[LESETEXT]:
◆ ◆ ◆

Billigfriseure und Handyshops: Wird die Kaiserstraße in Karlsruhe zur Ramschmeile?

Der Geschäftsführer eines Outdoor-Ladens wendet sich in einem verzweifelten Appell an die Stadt: Wenn sich nicht bald etwas ändert, müsse er zusperren. Laufkundschaft fehle ihm inzwischen komplett. Das liege nicht zuletzt am Umfeld. Auch ein Konditor beobachtet einen Abwärtstrend.

Imbissbuden, Billigläden und Handyshops prägen das Erscheinungsbild der westlichen Kaiserstraße zwischen Europaplatz und Mühlburger Tor. Inhabergeführte Ladengeschäfte sind dagegen Mangelware.
Imbissbuden, Billigläden und Handyshops prägen das Erscheinungsbild der westlichen Kaiserstraße zwischen Europaplatz und Mühlburger Tor. Inhabergeführte Ladengeschäfte sind dagegen Mangelware. Foto: jodo

Der Geschäftsführer eines Outdoor-Ladens appelliert an die Stadt: Wenn sich nicht bald etwas ändert, müsse er zusperren. Laufkundschaft fehle ihm inzwischen komplett. Das liege nicht zuletzt am Umfeld, das im westlichen Teil von Billigläden dominiert werde. Auch ein Konditor konstatiert einen Abwärtstrend.

◆ ◆ ◆

[ARBEITSANWEISUNGEN]:
**a.** Gib den Lesetext von „Billigfriseure und Handyshops: Wird“ bis „beobachtet einen Abwärtstrend.“ wortgetreu wieder.
**b.** Beantworte die Fragen anhand des Lesetextes:
(i) Zwischen welchen zwei Orten liegt der beschriebene westliche Abschnitt der Kaiserstraße?
(ii) Was fehlt dem Geschäftsführer des Outdoor-Ladens inzwischen komplett?
(iii) Wer beobachtet ebenfalls einen Abwärtstrend?
**c.** Welche Ortsnamen kommen im Lesetext vor? Nenne alle.
Die folgenden Datensätze sind eigenständiges Material und gehören nicht zum Lesetext.

[ROHDATENSÄTZE]:
◆ ◆ ◆

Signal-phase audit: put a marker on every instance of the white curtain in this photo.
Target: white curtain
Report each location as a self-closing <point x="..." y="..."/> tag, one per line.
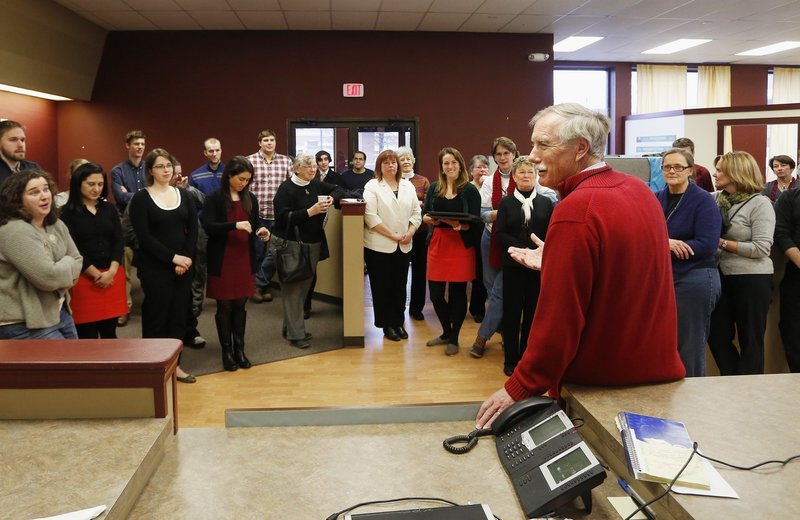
<point x="713" y="86"/>
<point x="660" y="88"/>
<point x="782" y="139"/>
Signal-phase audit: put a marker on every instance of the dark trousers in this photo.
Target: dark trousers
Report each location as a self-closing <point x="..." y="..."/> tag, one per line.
<point x="419" y="268"/>
<point x="477" y="297"/>
<point x="388" y="275"/>
<point x="789" y="324"/>
<point x="167" y="303"/>
<point x="742" y="308"/>
<point x="451" y="310"/>
<point x="103" y="329"/>
<point x="520" y="295"/>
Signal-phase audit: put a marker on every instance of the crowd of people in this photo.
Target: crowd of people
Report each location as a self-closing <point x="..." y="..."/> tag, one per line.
<point x="66" y="262"/>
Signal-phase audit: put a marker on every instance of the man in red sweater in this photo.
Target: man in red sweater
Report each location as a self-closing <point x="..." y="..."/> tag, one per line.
<point x="606" y="314"/>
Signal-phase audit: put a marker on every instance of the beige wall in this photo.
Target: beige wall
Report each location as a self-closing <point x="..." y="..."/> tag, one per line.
<point x="49" y="48"/>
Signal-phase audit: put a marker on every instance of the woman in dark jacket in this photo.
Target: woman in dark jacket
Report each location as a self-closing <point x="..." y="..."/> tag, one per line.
<point x="519" y="215"/>
<point x="230" y="215"/>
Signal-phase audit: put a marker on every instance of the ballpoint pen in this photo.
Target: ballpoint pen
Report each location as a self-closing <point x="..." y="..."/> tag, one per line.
<point x="636" y="498"/>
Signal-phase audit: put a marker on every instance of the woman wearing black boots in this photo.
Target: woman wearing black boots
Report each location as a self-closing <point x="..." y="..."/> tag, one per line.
<point x="230" y="218"/>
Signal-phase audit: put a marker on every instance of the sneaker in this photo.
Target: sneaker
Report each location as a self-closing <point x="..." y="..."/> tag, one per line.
<point x="438" y="340"/>
<point x="477" y="351"/>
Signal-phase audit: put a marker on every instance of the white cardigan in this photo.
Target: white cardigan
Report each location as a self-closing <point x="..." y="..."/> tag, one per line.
<point x="393" y="212"/>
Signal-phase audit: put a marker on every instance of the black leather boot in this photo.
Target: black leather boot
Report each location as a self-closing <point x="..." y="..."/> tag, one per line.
<point x="224" y="334"/>
<point x="239" y="320"/>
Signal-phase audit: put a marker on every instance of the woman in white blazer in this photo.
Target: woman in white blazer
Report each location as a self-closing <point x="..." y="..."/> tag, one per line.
<point x="391" y="217"/>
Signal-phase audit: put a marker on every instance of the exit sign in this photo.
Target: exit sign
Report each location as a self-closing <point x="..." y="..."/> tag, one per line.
<point x="353" y="90"/>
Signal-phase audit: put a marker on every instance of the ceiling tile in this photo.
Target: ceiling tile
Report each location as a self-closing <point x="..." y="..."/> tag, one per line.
<point x="125" y="20"/>
<point x="398" y="21"/>
<point x="217" y="20"/>
<point x="254" y="5"/>
<point x="486" y="22"/>
<point x="308" y="21"/>
<point x="153" y="5"/>
<point x="263" y="20"/>
<point x="454" y="6"/>
<point x="505" y="6"/>
<point x="554" y="6"/>
<point x="355" y="5"/>
<point x="354" y="21"/>
<point x="442" y="21"/>
<point x="171" y="20"/>
<point x="420" y="6"/>
<point x="529" y="23"/>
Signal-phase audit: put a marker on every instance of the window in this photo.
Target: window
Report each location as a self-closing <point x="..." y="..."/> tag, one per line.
<point x="587" y="87"/>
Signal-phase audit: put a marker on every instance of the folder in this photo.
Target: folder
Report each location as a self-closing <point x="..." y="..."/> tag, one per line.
<point x="656" y="449"/>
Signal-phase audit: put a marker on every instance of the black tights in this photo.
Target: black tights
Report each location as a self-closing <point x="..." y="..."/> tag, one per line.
<point x="229" y="307"/>
<point x="451" y="311"/>
<point x="104" y="329"/>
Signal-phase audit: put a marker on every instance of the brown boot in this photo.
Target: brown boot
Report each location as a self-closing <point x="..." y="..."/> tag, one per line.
<point x="478" y="348"/>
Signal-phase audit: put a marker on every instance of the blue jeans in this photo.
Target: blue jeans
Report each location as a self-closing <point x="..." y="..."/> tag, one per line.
<point x="64" y="329"/>
<point x="696" y="295"/>
<point x="493" y="281"/>
<point x="266" y="266"/>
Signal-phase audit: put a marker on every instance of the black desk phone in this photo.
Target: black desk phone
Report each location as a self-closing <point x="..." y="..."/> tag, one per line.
<point x="544" y="455"/>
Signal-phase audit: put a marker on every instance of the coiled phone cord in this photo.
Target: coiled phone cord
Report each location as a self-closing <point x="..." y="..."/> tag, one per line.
<point x="469" y="441"/>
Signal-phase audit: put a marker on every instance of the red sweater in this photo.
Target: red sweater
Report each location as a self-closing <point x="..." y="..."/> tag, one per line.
<point x="606" y="313"/>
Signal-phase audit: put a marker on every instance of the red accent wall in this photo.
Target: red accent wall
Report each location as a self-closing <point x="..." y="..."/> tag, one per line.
<point x="181" y="87"/>
<point x="39" y="118"/>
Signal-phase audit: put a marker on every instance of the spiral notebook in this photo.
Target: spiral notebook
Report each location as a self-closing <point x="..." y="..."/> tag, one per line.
<point x="658" y="448"/>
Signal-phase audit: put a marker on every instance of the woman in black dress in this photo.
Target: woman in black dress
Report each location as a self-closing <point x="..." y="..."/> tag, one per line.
<point x="165" y="222"/>
<point x="230" y="216"/>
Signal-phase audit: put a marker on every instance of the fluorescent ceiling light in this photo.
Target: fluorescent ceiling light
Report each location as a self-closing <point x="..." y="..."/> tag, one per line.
<point x="34" y="93"/>
<point x="770" y="49"/>
<point x="573" y="43"/>
<point x="676" y="46"/>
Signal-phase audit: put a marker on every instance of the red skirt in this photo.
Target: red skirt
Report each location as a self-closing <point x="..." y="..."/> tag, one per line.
<point x="448" y="259"/>
<point x="90" y="303"/>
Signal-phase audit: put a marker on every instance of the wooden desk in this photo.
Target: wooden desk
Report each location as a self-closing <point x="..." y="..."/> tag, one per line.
<point x="742" y="420"/>
<point x="46" y="379"/>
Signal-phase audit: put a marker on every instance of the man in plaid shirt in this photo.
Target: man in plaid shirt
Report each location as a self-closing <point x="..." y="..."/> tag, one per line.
<point x="271" y="169"/>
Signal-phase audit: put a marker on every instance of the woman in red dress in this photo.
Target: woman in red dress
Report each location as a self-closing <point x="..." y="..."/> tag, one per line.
<point x="230" y="218"/>
<point x="451" y="249"/>
<point x="98" y="298"/>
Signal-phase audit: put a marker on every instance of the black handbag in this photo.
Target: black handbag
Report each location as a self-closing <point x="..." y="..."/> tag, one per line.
<point x="293" y="259"/>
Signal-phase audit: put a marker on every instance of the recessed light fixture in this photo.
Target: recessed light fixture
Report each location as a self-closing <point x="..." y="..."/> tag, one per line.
<point x="676" y="46"/>
<point x="573" y="43"/>
<point x="34" y="93"/>
<point x="770" y="49"/>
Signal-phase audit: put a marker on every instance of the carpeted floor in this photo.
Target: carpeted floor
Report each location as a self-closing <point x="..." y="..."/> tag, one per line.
<point x="263" y="340"/>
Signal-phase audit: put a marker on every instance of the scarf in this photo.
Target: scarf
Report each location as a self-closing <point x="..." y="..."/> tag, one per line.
<point x="495" y="250"/>
<point x="527" y="204"/>
<point x="725" y="201"/>
<point x="298" y="181"/>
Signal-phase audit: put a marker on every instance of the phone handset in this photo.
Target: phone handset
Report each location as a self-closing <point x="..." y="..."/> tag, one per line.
<point x="518" y="411"/>
<point x="507" y="419"/>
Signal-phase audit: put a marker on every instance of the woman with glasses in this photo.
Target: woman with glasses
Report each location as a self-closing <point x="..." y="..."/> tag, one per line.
<point x="39" y="262"/>
<point x="230" y="218"/>
<point x="165" y="222"/>
<point x="748" y="224"/>
<point x="783" y="167"/>
<point x="98" y="298"/>
<point x="693" y="224"/>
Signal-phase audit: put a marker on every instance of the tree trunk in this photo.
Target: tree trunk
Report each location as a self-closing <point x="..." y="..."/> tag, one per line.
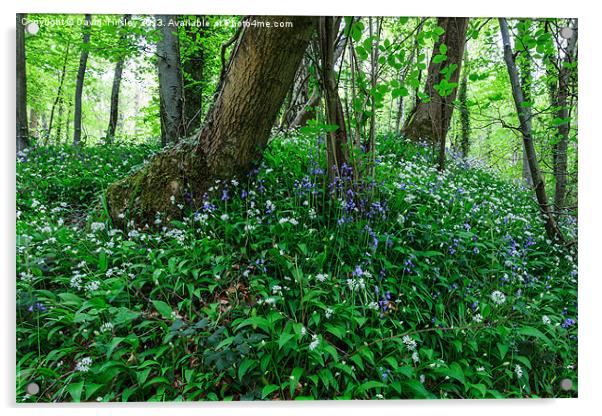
<point x="171" y="94"/>
<point x="193" y="67"/>
<point x="79" y="85"/>
<point x="464" y="116"/>
<point x="560" y="158"/>
<point x="526" y="79"/>
<point x="114" y="111"/>
<point x="22" y="130"/>
<point x="260" y="72"/>
<point x="59" y="92"/>
<point x="336" y="146"/>
<point x="551" y="227"/>
<point x="430" y="119"/>
<point x="34" y="127"/>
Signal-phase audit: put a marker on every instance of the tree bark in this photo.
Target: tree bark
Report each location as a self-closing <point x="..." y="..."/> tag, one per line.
<point x="260" y="72"/>
<point x="430" y="119"/>
<point x="79" y="85"/>
<point x="171" y="93"/>
<point x="22" y="129"/>
<point x="59" y="93"/>
<point x="526" y="78"/>
<point x="464" y="116"/>
<point x="336" y="146"/>
<point x="560" y="154"/>
<point x="193" y="68"/>
<point x="551" y="227"/>
<point x="114" y="111"/>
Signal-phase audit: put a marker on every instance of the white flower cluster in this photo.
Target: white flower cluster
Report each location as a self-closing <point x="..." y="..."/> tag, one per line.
<point x="289" y="220"/>
<point x="321" y="277"/>
<point x="84" y="364"/>
<point x="97" y="226"/>
<point x="355" y="284"/>
<point x="498" y="297"/>
<point x="106" y="327"/>
<point x="315" y="341"/>
<point x="518" y="370"/>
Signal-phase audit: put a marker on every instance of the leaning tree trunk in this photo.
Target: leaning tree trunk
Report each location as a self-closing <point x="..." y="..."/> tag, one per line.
<point x="171" y="94"/>
<point x="524" y="118"/>
<point x="22" y="130"/>
<point x="260" y="72"/>
<point x="193" y="68"/>
<point x="79" y="85"/>
<point x="336" y="147"/>
<point x="114" y="111"/>
<point x="430" y="120"/>
<point x="464" y="116"/>
<point x="524" y="60"/>
<point x="59" y="93"/>
<point x="560" y="155"/>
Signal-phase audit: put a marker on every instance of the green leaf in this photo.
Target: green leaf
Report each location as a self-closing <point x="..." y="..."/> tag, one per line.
<point x="163" y="308"/>
<point x="534" y="332"/>
<point x="284" y="339"/>
<point x="75" y="390"/>
<point x="439" y="58"/>
<point x="269" y="389"/>
<point x="503" y="349"/>
<point x="244" y="367"/>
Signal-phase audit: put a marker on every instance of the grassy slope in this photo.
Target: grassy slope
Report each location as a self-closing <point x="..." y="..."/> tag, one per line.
<point x="275" y="290"/>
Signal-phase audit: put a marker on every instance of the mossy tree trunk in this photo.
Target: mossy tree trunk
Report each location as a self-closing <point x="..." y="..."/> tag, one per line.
<point x="193" y="72"/>
<point x="171" y="90"/>
<point x="336" y="147"/>
<point x="114" y="111"/>
<point x="563" y="114"/>
<point x="22" y="130"/>
<point x="431" y="118"/>
<point x="79" y="85"/>
<point x="524" y="118"/>
<point x="258" y="76"/>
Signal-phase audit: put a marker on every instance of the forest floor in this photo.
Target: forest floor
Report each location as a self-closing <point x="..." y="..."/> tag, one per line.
<point x="410" y="284"/>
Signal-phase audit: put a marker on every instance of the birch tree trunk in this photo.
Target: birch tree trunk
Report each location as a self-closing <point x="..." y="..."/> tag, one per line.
<point x="260" y="72"/>
<point x="524" y="61"/>
<point x="22" y="129"/>
<point x="552" y="230"/>
<point x="193" y="68"/>
<point x="59" y="92"/>
<point x="560" y="159"/>
<point x="114" y="111"/>
<point x="79" y="85"/>
<point x="171" y="91"/>
<point x="336" y="146"/>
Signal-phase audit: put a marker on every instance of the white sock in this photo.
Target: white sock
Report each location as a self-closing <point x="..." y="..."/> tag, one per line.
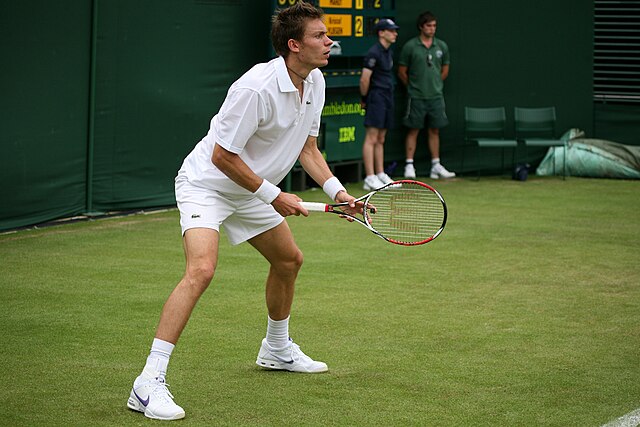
<point x="158" y="359"/>
<point x="278" y="333"/>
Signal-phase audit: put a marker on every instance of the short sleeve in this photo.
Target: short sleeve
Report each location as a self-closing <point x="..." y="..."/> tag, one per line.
<point x="240" y="115"/>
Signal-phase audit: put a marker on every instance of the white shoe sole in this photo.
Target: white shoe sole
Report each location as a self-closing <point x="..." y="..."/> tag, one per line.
<point x="283" y="366"/>
<point x="135" y="405"/>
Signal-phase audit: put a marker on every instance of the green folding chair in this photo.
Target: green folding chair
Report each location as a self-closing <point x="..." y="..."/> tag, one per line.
<point x="536" y="127"/>
<point x="484" y="127"/>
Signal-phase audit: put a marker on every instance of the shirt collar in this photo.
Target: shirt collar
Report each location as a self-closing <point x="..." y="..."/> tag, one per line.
<point x="284" y="81"/>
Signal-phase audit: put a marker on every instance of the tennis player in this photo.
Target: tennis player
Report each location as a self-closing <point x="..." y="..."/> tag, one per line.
<point x="269" y="119"/>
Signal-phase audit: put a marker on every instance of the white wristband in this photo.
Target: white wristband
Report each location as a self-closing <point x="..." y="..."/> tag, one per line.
<point x="267" y="192"/>
<point x="332" y="187"/>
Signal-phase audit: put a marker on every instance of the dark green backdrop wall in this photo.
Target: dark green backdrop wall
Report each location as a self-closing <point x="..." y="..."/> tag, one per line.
<point x="101" y="100"/>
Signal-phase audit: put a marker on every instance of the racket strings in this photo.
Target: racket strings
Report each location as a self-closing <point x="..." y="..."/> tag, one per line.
<point x="408" y="213"/>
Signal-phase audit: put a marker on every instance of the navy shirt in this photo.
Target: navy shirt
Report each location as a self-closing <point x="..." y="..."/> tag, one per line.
<point x="380" y="61"/>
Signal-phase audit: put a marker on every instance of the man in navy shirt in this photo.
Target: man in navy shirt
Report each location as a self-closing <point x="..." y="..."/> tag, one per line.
<point x="376" y="88"/>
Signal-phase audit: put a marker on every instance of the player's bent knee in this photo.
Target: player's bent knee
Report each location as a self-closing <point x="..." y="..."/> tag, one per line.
<point x="200" y="275"/>
<point x="292" y="263"/>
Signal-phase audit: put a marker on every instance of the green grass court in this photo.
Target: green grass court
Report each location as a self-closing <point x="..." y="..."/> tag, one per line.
<point x="524" y="312"/>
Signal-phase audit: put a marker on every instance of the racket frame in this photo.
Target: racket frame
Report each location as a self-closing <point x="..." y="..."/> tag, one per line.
<point x="334" y="208"/>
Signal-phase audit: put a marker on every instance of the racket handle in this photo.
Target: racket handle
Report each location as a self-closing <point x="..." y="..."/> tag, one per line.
<point x="314" y="206"/>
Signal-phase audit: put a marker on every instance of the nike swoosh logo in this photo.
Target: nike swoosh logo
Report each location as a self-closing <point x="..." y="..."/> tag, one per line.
<point x="280" y="359"/>
<point x="144" y="402"/>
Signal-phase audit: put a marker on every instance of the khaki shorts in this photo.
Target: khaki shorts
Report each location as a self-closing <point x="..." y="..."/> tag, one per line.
<point x="241" y="217"/>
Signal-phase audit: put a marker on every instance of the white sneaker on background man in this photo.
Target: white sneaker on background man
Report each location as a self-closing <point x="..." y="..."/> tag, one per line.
<point x="438" y="171"/>
<point x="409" y="171"/>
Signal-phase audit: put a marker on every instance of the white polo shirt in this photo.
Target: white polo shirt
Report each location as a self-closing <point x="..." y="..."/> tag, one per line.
<point x="262" y="120"/>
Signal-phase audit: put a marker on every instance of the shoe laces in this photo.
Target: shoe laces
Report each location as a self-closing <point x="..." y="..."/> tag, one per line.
<point x="160" y="389"/>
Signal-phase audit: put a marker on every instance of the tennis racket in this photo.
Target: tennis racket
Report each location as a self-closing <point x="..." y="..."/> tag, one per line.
<point x="403" y="212"/>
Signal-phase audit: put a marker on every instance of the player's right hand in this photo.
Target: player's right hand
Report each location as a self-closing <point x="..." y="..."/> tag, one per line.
<point x="287" y="204"/>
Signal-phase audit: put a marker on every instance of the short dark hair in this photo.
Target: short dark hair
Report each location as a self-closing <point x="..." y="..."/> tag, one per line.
<point x="290" y="23"/>
<point x="423" y="18"/>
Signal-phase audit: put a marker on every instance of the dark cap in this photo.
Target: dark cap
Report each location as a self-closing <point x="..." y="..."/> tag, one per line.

◆ ◆ ◆

[MUSTERLÖSUNGEN]:
**a.**
Billigfriseure und Handyshops: Wird die Kaiserstraße in Karlsruhe zur Ramschmeile?

Der Geschäftsführer eines Outdoor-Ladens wendet sich in einem verzweifelten Appell an die Stadt: Wenn sich nicht bald etwas ändert, müsse er zusperren. Laufkundschaft fehle ihm inzwischen komplett. Das liege nicht zuletzt am Umfeld. Auch ein Konditor beobachtet einen Abwärtstrend.

**b.**
(i) Zwischen Europaplatz und Mühlburger Tor.
(ii) Laufkundschaft.
(iii) Ein Konditor.

**c.** Kaiserstraße, Karlsruhe, Europaplatz, Mühlburger Tor